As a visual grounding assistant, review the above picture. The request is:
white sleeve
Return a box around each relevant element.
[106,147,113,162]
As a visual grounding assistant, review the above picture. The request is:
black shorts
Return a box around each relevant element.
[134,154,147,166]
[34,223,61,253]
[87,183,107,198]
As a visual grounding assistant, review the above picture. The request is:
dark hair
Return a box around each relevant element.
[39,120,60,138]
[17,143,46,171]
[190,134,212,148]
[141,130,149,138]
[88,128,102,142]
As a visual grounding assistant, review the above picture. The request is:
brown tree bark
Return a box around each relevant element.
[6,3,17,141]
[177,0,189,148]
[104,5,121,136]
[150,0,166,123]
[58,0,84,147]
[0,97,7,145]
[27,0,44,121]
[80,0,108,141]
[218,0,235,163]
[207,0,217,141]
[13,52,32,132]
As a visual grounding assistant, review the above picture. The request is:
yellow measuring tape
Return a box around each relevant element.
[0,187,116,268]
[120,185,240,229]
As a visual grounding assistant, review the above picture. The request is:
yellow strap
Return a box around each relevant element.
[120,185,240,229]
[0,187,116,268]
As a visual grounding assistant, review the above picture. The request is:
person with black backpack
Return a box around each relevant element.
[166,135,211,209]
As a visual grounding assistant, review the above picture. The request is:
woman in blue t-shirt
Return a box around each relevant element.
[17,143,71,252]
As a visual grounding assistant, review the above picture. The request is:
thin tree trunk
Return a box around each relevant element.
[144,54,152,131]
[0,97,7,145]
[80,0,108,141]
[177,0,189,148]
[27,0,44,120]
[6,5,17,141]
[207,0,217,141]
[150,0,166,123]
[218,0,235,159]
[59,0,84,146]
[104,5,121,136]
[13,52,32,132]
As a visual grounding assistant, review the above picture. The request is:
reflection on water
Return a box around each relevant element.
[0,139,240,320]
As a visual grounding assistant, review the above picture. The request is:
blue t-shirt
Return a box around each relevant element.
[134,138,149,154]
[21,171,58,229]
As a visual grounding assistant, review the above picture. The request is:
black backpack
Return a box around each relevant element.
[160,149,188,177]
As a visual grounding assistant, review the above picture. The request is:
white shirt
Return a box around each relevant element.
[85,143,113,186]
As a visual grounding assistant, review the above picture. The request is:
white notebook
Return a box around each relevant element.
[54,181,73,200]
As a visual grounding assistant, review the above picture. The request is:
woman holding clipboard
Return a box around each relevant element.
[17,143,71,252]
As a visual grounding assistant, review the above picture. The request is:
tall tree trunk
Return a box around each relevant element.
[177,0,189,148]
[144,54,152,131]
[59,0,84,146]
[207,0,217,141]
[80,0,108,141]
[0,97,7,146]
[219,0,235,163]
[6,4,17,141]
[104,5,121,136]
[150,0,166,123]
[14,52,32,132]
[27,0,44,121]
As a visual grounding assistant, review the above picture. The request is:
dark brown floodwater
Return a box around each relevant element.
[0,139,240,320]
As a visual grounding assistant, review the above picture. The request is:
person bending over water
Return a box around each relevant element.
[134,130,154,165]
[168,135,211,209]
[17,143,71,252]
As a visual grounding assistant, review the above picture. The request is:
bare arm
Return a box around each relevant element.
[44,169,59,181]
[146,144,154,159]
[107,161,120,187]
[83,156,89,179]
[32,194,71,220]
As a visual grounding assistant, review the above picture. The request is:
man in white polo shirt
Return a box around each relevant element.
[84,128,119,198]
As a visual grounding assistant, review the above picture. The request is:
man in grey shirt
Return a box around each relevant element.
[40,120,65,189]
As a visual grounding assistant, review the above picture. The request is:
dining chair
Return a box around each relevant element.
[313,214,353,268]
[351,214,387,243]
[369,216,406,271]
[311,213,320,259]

----

### Challenge
Which lines in the records above contain the word "person"? Collect each one in full.

### Reply to the task
person with black backpack
person bending over water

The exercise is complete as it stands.